Each line from the one containing "Detect glass water" onward, through the end of the entries, is to be transcribed exactly; nothing else is to be included.

*** Opening of Excerpted data ***

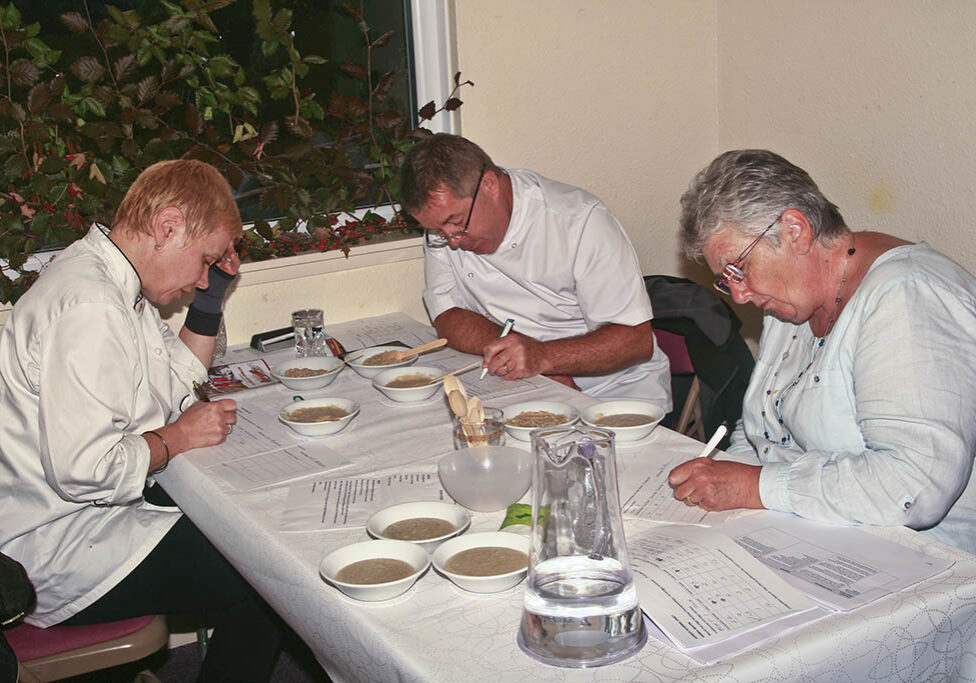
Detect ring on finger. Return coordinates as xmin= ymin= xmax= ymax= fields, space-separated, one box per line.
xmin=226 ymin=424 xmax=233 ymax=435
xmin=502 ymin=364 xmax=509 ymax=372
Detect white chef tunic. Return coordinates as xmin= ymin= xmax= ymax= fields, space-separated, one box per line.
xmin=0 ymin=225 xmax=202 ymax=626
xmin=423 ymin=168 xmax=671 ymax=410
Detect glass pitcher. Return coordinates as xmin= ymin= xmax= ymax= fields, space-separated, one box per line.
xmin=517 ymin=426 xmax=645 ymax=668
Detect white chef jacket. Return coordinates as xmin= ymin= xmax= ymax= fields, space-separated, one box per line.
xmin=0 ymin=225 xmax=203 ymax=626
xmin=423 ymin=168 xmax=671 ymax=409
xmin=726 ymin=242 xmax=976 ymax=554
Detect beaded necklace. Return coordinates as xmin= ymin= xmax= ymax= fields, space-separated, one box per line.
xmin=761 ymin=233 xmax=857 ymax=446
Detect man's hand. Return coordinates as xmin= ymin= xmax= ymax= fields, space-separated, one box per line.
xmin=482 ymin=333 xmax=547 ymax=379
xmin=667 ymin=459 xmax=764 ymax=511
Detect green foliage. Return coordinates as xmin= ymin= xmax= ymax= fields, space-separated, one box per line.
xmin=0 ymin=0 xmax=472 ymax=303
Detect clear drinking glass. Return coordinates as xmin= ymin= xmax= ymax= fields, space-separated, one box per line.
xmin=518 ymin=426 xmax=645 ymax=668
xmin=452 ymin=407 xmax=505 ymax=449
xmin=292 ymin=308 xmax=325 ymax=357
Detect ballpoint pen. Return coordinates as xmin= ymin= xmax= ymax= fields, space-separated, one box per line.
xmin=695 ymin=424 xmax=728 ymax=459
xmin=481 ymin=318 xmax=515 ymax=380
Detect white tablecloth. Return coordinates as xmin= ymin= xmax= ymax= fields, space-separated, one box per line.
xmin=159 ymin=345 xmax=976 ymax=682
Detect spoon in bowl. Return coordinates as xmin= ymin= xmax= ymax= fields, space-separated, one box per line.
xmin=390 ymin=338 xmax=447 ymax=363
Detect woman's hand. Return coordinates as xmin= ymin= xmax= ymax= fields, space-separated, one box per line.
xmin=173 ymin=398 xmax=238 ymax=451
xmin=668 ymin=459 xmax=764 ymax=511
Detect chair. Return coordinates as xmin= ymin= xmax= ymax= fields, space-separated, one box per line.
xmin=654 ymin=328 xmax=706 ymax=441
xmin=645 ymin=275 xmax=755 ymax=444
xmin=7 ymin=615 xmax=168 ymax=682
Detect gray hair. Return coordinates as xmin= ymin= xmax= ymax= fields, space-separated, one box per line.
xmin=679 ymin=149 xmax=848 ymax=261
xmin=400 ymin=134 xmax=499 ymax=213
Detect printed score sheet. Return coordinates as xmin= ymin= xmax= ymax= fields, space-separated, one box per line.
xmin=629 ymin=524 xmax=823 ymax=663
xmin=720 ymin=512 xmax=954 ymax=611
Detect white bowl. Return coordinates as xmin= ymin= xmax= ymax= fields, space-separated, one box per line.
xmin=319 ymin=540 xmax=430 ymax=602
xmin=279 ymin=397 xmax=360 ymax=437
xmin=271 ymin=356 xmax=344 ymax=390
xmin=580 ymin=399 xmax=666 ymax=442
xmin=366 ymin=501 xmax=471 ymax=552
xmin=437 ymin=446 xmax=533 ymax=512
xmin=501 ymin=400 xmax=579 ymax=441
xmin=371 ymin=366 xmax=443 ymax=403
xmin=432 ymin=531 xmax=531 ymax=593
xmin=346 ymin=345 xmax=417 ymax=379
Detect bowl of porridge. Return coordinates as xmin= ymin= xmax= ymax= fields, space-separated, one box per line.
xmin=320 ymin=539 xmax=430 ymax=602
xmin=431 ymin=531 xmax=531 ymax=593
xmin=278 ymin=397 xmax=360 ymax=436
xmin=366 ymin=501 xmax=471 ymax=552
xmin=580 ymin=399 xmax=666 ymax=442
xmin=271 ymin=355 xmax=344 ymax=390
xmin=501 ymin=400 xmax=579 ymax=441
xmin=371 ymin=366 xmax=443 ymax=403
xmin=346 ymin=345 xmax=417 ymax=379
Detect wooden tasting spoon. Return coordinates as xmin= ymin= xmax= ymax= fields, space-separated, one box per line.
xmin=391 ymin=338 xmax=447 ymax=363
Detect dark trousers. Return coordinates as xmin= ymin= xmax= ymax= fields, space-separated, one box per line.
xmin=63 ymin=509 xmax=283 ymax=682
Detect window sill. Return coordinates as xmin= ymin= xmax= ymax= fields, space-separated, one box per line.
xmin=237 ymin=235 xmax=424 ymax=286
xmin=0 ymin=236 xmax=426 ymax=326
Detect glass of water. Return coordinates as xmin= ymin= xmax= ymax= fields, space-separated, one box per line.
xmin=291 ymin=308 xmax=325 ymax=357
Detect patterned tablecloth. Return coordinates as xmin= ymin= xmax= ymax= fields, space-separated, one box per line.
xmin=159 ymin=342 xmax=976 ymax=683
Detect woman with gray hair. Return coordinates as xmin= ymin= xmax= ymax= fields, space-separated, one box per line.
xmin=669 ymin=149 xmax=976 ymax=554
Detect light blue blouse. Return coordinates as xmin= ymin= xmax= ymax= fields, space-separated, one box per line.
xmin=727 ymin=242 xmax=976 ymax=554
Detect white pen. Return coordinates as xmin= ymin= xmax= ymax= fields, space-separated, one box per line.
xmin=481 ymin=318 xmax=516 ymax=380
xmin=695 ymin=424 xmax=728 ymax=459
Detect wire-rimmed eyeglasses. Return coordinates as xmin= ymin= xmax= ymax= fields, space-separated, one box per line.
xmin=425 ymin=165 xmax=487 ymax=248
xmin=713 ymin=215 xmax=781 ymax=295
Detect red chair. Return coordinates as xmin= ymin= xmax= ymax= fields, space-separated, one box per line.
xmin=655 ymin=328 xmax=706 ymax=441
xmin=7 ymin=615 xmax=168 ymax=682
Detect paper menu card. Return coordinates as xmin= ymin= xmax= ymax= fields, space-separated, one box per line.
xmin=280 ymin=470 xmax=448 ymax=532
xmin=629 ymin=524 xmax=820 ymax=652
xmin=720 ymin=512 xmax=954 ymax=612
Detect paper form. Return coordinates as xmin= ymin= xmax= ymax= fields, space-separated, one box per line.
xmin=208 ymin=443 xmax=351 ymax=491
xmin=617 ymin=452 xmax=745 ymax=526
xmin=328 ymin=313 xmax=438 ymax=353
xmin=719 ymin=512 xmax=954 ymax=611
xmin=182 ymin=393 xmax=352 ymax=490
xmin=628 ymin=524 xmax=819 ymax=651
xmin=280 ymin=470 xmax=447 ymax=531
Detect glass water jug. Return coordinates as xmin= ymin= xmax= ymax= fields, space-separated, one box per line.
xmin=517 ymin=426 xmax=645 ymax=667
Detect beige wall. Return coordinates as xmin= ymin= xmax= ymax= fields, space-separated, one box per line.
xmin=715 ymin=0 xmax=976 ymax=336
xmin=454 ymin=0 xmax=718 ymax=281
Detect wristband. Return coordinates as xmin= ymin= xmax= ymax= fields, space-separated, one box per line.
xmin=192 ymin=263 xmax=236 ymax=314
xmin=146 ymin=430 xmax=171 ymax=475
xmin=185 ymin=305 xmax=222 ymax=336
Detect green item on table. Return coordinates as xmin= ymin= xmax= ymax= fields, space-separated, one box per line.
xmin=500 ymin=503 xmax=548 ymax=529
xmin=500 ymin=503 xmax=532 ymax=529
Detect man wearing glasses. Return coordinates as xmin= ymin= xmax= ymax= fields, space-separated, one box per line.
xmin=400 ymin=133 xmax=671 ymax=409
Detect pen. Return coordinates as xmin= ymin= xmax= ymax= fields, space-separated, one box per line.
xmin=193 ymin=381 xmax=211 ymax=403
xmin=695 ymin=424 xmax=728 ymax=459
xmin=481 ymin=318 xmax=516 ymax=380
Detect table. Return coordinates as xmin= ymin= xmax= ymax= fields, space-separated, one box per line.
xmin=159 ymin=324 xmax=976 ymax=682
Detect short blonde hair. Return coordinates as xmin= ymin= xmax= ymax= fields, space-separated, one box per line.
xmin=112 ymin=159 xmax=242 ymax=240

*** Close of Excerpted data ***

### Output below
Detect glass water jug. Return coordinates as xmin= ymin= xmax= ymax= fields, space-separated, one box per line.
xmin=517 ymin=426 xmax=645 ymax=667
Detect beige wall. Return coordinates as xmin= ymin= xmax= ymax= fields, space-separated, one box per line.
xmin=715 ymin=0 xmax=976 ymax=336
xmin=454 ymin=0 xmax=718 ymax=281
Detect wristband. Return coordinates as xmin= ymin= xmax= ymax= fields, space-separated, one box per line.
xmin=192 ymin=263 xmax=236 ymax=314
xmin=146 ymin=430 xmax=171 ymax=475
xmin=185 ymin=305 xmax=222 ymax=336
Detect green item on table. Return coordinates as xmin= ymin= xmax= ymax= fields, space-separated, one box per line.
xmin=500 ymin=503 xmax=548 ymax=529
xmin=500 ymin=503 xmax=532 ymax=529
Detect man wearing glasses. Return coordinates as xmin= ymin= xmax= ymax= fields, space-separated, one box per line.
xmin=400 ymin=133 xmax=671 ymax=409
Detect pen. Return coordinates as xmin= ymin= xmax= ymax= fields, space-separated, one box per line.
xmin=193 ymin=381 xmax=211 ymax=403
xmin=695 ymin=424 xmax=728 ymax=459
xmin=481 ymin=318 xmax=516 ymax=380
Detect table. Return coordinates as xmin= ymin= xmax= ymax= fields, space-separated, one box per line.
xmin=159 ymin=324 xmax=976 ymax=682
Detect short blonde hair. Return coordinates as xmin= ymin= xmax= ymax= fields, space-separated, one box per line.
xmin=112 ymin=159 xmax=242 ymax=240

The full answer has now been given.